Begin at the top of the listing below. Write each line out exactly, ending with the line that holds "x=254 y=348".

*DATA EXTRACTS*.
--- START ---

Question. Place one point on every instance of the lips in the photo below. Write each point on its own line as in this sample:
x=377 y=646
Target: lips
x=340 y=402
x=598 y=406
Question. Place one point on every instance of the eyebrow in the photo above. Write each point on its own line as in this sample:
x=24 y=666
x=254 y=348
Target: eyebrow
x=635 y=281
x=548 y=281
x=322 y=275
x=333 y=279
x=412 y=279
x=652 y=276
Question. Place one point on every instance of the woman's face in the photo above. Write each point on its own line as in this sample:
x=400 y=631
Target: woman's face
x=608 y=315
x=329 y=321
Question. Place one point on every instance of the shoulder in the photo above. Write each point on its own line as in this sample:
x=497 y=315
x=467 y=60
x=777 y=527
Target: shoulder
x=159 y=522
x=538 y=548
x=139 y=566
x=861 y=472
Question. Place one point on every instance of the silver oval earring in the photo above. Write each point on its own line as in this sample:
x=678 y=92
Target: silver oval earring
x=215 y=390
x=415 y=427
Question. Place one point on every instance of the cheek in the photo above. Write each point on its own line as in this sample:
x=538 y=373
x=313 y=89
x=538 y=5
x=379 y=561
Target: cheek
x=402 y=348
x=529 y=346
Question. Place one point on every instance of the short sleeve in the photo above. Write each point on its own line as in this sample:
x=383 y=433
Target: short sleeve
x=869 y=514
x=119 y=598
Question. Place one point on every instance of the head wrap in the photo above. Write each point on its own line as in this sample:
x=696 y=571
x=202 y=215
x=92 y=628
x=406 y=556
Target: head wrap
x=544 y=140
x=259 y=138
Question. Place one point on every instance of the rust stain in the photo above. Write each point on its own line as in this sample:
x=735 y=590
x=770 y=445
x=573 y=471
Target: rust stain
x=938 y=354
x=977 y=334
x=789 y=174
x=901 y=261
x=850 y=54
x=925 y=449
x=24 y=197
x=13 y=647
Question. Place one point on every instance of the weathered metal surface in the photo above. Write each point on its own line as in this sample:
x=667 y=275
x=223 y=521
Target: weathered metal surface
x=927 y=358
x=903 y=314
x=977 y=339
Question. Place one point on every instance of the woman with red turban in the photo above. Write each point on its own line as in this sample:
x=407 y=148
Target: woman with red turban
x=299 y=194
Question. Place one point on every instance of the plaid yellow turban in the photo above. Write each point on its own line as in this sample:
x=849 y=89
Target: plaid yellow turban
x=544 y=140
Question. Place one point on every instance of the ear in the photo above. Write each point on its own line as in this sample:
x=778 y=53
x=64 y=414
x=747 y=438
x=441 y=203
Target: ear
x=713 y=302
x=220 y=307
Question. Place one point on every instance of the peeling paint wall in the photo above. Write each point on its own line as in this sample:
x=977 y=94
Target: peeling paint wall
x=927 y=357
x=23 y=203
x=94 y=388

--- END ---

*EXPECTED ANSWER*.
Question. Place one point on every instance of the lips in the photo below. Write each point on its own line as in this sample:
x=377 y=646
Target: lips
x=340 y=402
x=598 y=406
Question. Place one point on every instance of the eyebrow in the photo above. Write each point on its own line as in this sample:
x=24 y=666
x=254 y=348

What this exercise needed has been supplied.